Storia Di Un Paese Dimenticato

Pubblicato da Blicero il 11.11.2010

“Questo è un altro Abruzzo” dice un volontario della Protezione Civile riferendosi al terremoto di due anni fa, il cappellino calcato sulla fronte, lo sguardo a scrutare l’oscuro orizzonte devastato dall’alluvione, un territorio in cui il confine tra l’acqua e la terra è sottilissimo, poroso, letale, e tra i campi e l’aria è spaccato e reso irregolare da capannoni, casolari, fabbriche, ville. L’unico rumore che solca il cielo tetro e metallico e ancora gonfio di pioggia è quello furioso e quasi nevrotico dell’idrovora “Baldon” di Bovolenta, comune di poco più di tremila abitanti appena fuori Padova, uno dei paesi più colpiti dal disastro che ha sommerso il Veneto. E uno dei più abbandonati.

========================================================================

RICHIESTE
1. Riscrivi in forma più breve il paragrafo del brano sull'alluvione di Bovolenta che comincia con "“Questo è un altro Abruzzo”", conservandone i fatti principali.
2. Riprendi il brano sull'alluvione di Bovolenta dal punto in cui si interrompe e prosegui il racconto.

========================================================================

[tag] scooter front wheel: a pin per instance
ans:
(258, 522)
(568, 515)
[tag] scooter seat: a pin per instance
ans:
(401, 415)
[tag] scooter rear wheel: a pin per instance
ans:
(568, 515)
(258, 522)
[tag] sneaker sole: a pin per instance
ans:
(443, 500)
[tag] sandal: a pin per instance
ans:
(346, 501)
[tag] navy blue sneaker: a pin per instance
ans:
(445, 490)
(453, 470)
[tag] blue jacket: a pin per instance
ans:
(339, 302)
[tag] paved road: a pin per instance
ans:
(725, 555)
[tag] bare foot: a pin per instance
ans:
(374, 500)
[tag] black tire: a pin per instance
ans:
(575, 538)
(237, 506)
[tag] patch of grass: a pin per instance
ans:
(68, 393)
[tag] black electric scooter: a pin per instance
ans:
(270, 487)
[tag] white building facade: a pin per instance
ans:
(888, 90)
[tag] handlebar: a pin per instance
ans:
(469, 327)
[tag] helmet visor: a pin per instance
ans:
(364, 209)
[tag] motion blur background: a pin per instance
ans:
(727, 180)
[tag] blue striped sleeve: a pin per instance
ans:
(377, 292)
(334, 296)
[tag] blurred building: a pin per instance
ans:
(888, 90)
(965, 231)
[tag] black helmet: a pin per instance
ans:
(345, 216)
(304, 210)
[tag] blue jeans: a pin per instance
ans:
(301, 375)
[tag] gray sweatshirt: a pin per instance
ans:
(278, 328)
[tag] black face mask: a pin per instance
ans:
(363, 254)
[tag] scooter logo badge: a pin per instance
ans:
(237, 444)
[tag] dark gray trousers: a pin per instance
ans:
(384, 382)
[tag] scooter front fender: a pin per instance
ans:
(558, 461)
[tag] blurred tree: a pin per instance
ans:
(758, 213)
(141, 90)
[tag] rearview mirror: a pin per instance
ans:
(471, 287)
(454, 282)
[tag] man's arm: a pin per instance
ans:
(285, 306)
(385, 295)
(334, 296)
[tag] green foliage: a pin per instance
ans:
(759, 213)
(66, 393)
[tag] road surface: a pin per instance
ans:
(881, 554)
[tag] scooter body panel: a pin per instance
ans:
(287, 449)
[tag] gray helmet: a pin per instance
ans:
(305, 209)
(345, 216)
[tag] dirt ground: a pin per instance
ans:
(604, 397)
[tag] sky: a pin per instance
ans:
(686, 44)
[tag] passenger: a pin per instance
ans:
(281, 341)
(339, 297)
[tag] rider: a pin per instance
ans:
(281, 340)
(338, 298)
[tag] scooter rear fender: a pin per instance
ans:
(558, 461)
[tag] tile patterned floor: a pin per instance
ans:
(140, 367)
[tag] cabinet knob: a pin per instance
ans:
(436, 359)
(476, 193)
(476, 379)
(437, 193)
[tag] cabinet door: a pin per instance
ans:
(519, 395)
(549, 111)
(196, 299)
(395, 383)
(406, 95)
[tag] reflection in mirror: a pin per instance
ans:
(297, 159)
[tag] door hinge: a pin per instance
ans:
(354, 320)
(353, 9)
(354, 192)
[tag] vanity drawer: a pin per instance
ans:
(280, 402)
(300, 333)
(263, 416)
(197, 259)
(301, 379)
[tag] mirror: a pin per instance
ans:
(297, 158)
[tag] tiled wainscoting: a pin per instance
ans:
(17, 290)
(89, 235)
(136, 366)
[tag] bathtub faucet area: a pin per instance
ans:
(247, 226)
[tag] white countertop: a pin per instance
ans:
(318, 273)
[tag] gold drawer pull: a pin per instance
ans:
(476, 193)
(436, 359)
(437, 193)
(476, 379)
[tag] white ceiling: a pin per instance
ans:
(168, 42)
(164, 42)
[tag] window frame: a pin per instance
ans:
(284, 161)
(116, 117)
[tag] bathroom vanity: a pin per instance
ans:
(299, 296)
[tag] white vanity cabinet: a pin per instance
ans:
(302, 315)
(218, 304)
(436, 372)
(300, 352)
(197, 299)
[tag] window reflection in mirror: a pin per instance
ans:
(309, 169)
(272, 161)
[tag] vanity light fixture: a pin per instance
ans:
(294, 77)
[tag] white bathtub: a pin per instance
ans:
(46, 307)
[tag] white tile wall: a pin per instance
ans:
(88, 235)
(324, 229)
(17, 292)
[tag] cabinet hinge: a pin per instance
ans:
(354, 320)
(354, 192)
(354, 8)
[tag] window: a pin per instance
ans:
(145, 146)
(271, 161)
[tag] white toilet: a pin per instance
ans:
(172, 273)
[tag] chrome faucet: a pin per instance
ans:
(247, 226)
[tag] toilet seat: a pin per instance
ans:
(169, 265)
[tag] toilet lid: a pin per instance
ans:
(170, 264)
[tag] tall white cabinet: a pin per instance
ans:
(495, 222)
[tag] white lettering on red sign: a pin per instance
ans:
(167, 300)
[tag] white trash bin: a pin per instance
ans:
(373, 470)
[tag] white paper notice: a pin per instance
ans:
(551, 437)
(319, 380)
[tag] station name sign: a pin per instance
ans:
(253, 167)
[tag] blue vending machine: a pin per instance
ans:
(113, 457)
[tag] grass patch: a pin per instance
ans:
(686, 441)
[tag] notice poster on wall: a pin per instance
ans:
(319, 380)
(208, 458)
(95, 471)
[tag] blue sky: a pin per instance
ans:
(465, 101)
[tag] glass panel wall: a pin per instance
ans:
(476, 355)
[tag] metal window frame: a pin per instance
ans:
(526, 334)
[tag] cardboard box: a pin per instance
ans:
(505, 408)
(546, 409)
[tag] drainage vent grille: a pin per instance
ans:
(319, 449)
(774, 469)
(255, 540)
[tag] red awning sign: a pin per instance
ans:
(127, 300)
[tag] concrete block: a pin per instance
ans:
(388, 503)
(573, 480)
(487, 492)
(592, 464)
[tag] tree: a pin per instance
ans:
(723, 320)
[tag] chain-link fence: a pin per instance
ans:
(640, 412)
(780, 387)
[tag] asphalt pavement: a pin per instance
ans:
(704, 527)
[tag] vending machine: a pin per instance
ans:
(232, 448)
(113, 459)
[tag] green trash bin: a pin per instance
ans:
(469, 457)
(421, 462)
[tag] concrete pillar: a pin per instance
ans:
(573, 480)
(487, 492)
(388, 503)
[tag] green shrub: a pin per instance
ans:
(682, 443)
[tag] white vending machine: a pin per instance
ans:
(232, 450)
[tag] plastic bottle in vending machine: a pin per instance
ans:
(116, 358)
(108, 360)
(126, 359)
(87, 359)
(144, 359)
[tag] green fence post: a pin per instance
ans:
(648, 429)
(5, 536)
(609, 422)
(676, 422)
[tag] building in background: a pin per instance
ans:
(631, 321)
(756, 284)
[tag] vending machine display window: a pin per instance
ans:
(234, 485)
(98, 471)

========================================================================

COMPITI SVOLTI
1. Un volontario della Protezione Civile paragona la situazione al terremoto in Abruzzo di due anni prima. Il territorio, devastato dall'alluvione, ha un confine sottilissimo tra acqua e terra ed è interrotto da capannoni, casolari, fabbriche e ville. Sotto un cielo ancora carico di pioggia si sente solo il rumore dell'idrovora "Baldon" di Bovolenta. Bovolenta è un comune di poco più di tremila abitanti appena fuori Padova ed è uno dei paesi più colpiti dall'alluvione che ha sommerso il Veneto, oltre che uno dei più abbandonati.

2.
Quando il 2 novembre gli argini si sono sgretolati e il fiume è tracimato ovunque, i cittadini sono stati colti alla sprovvista. L’allerta prevedeva al massimo trenta/quaranta centimetri di acqua; in realtà il livello, in quella che è una conca a cavallo tra il Bacchiglione e il canale Vigenzone, è arrivato in certi punti a tre metri. Un mare grigiastro, perso a vista d’occhio, in cui hanno galleggiato per giorni barili, balle di fieno, elettrodomestici ed esistenze interrotte. “Nessuno ci ha detto niente” scuote la testa un impiegato che ha visto la sua casa (con mutuo) completamente allagata. “Mi sono ritrovato l’acqua fino a qui”, prosegue portando le mani ad altezza del petto. Ha perso tutto. E, come lui, molti altri. “Hai visto il muro di Bovolenta?” mi chiede. Il “murazzo” del centro cittadino ha tenuto per miracolo, zampillando furiosamente acqua da ogni mattone: “Ecco, quella è una bomba innescata, pronta ad esplodere in ogni momento”. Se quel muro dovesse cadere, la città sparirebbe dalla faccia della Terra.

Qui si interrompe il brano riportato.